● TASK ITEM
The entries below are to be repeated exactly, and their pictures left out.

● AVAILABLE DATA
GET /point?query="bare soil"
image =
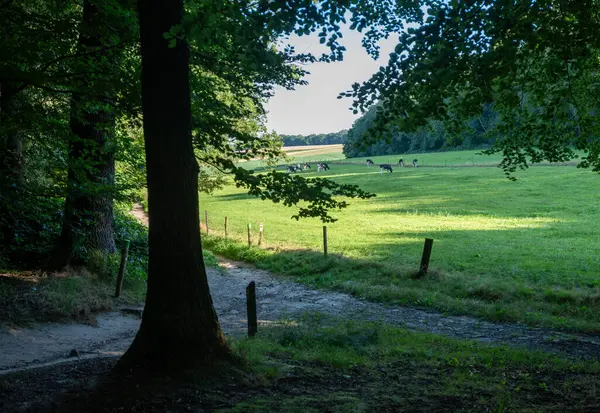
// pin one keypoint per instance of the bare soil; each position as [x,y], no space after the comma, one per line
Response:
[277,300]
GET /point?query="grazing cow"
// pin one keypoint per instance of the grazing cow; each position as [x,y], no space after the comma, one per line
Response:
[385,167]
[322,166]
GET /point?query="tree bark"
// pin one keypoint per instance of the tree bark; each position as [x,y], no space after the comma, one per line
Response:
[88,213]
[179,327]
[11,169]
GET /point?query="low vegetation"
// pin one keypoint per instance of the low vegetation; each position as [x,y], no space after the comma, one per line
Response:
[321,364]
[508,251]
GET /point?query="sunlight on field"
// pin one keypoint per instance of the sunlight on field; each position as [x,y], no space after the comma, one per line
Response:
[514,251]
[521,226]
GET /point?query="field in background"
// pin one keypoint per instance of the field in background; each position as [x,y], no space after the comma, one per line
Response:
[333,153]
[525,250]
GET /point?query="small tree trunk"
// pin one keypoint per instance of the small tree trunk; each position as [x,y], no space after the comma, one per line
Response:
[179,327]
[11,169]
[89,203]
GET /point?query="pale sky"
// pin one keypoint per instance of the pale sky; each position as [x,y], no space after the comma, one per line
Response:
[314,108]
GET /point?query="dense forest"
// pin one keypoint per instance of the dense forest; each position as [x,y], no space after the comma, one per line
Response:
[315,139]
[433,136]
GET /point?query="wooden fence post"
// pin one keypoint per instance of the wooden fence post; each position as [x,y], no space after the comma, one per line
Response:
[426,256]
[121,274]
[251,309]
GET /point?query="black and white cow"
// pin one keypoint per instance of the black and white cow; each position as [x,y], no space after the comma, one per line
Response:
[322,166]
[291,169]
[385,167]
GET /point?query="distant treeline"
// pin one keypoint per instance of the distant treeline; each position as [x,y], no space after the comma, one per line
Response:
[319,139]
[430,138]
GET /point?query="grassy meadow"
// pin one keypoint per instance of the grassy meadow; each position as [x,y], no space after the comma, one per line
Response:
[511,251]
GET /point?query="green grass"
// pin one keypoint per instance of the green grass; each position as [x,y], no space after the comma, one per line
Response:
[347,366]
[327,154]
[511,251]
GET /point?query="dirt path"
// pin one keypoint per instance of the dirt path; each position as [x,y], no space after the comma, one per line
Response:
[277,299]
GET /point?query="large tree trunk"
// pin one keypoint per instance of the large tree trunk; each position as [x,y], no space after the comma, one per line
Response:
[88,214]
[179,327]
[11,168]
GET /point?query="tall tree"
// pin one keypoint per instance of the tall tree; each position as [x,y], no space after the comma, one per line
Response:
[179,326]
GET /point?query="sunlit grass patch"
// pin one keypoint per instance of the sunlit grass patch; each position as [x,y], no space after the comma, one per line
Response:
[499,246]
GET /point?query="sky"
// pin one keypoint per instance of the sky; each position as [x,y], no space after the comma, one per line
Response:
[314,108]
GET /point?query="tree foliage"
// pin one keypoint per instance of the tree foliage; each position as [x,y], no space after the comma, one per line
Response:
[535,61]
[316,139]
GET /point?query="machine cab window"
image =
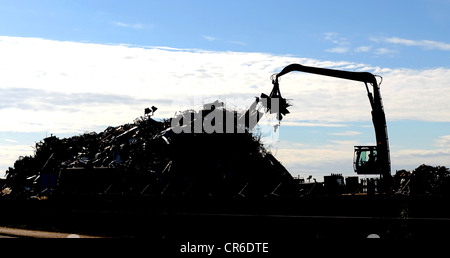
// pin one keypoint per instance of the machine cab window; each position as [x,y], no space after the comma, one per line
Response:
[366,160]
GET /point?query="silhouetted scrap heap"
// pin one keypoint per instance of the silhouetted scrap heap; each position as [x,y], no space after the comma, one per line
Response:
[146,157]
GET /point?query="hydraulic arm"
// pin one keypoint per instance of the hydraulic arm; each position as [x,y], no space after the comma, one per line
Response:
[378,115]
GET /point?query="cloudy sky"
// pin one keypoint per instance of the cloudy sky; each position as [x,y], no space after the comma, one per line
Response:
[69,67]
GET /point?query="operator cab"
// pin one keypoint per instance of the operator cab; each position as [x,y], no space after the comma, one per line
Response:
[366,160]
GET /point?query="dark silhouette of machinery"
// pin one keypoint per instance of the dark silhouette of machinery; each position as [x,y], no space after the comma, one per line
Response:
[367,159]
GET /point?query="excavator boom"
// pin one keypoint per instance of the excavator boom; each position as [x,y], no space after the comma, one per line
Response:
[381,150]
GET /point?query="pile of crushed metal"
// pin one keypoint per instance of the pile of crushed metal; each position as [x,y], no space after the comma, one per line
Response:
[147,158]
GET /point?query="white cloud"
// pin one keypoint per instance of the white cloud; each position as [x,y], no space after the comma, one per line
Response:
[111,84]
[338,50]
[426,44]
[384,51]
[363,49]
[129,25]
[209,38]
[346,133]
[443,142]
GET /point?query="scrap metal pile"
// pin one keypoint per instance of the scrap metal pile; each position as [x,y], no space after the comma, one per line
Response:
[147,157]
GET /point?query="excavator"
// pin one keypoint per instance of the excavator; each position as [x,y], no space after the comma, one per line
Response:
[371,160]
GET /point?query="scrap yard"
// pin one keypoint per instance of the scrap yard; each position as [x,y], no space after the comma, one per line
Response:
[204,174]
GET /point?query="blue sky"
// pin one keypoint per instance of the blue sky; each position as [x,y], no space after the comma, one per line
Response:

● YOUR RESPONSE
GET /point?query="bare soil"
image =
// pin one keypoint per instance of the bare soil; each position as [x,y], no space after the comma, one per line
Response:
[277,300]
GET /point?query="grazing cow"
// pin one keypoint per instance of the grazing cow; each position as [x,y], no space after the comma, one per line
Response:
[385,167]
[322,166]
GET /point?query="tree bark"
// pin one keypoint per instance of the tree bark; each position as [x,y], no space after the comma, one per line
Response:
[88,213]
[179,327]
[11,169]
GET /point?query="low vegetation"
// pin one keypoint per instance of the low vegetation; each position as [x,y], no space after the comma, one per line
Response:
[321,364]
[508,251]
GET /point?query="sunlight on field"
// pin one keypoint per instance of the sunlight on field; each position as [x,y], no space after the comma, one per line
Response:
[514,251]
[521,226]
GET /point?query="field in background"
// pin one keypoint per instance of the field in background; each position as [x,y], no space after the comma, one per line
Response:
[333,153]
[525,250]
GET /point?query="small tree trunk"
// pin one keypoint per instance of the small tree trunk; each position as [x,y], no space after the comma, one per line
Response:
[179,327]
[11,169]
[89,203]
GET /point?query="pale sky"
// pin one keypoint per instance of the pale sky; each position as [x,y], no space after the comma, one per line
Response:
[314,108]
GET /point?query="dense forest"
// pin one keypoint per instance of the dense forest; each position as [x,y], no space after the comma, one per line
Response:
[315,139]
[433,136]
GET /point?query="wooden fence post"
// pin one keypoint per instance of the wooden fence post; each position as [x,y], no space after the comma, one per line
Response:
[426,256]
[121,274]
[251,309]
GET /point?query="black and white cow"
// pin one keypoint per instance of the black and white cow; each position as [x,y], no space after the comma, one per line
Response:
[322,166]
[291,169]
[385,167]
GET /point?query="distant treeline"
// pin one keypoint per instance of the distant treeline; each position as [x,y], no space after the comma, one per line
Response:
[319,139]
[430,138]
GET /point?query="grassy meadow"
// pin one keypoint per instance of the grassy meadow; each position as [x,y], no space after the comma, one per line
Response:
[511,251]
GET /point?query="green grass"
// pin one keypoint per instance of the green grass; each position as [x,y], no space after the comma, one per line
Response:
[347,366]
[327,154]
[511,251]
GET /point?query="dirt path"
// pin one keypoint per instance of the dirt path; each position as [x,y], no space after the comma, one per line
Response:
[277,299]
GET /point?query="large tree trunk"
// pin one keypoint per instance of the large tree trunk; each position as [x,y], no space after the comma, one per line
Response:
[88,214]
[179,327]
[11,168]
GET /point?query="tall tree"
// pin one keypoint per instance of the tall tree; each position as [x,y], no space after the comma, one per line
Response:
[179,326]
GET /point?query="sunlit grass patch"
// pin one keypoint per instance of the sunlit grass patch; each position as [x,y], no space after the comma, one per line
Response:
[499,246]
GET /point?query="sky"
// pin one keypoint per instance of the sky; each position as [x,y], no space after the comma, one per line
Response:
[314,108]
GET /point?query="tree foliage"
// pin one keypoint per instance of the tree foliage; each position as [x,y], no space after the comma, one per line
Response:
[535,61]
[316,139]
GET /point?query="machine cab window"
image =
// pin one keypoint per instance of the machine cab window; each position as [x,y], no space after the comma, one per line
Response:
[366,160]
GET /point?query="silhouetted scrap heap"
// pin one keypoint per instance of the silhouetted scrap heap; each position as [x,y], no space after the comma, one per line
Response:
[146,157]
GET /point?query="hydraulic arm"
// pin one keypoint per instance of the hydraulic arm; each position as [x,y], no space after the comma, one per line
Response:
[378,115]
GET /point?query="cloudy sky"
// pin one keypoint per instance of the cloudy sky; each position as [x,y], no space after the comma, one per line
Response:
[69,67]
GET /point?query="operator cab"
// pin one keypoint per instance of the operator cab; each position as [x,y], no space after the comma, one per line
Response:
[366,160]
GET /point?query="dark silhouette of machinery"
// pin one keypoint per instance of the dark silhouette of machinery; each position as [x,y], no space after the comma, one per line
Response:
[367,159]
GET /point?query="excavator boom"
// pin one keypoint per instance of the excavator boom; each position as [x,y], no space after the comma, one per line
Response:
[381,150]
GET /point?query="pile of crushed metal"
// pin one keypoint per instance of the pile of crushed metal; each position as [x,y], no space after the comma, one per line
Response:
[147,158]
GET /point?query="white cloud"
// pin one keypoint per instance of the white cloud; each position as [x,y], no space after the comma, one per line
Response:
[111,84]
[338,50]
[426,44]
[384,51]
[363,49]
[129,25]
[209,38]
[346,133]
[443,142]
GET /point?query="scrap metal pile"
// pin one keypoint per instance of the scrap metal pile; each position as [x,y], no space after the comma, one per line
Response:
[147,157]
GET /point?query="excavator"
// pin one keypoint per instance of the excavator; each position as [x,y], no space after the comma, one per line
Response:
[371,160]
GET /point?query="scrap yard"
// pin one keypoint per instance of the scrap yard; each position as [x,y], no space after the comma, one per line
Response:
[204,174]
GET /point?query="blue sky"
// pin one keypoint per instance of the blue sky; each position as [x,y], no space after the comma, one per line
Response:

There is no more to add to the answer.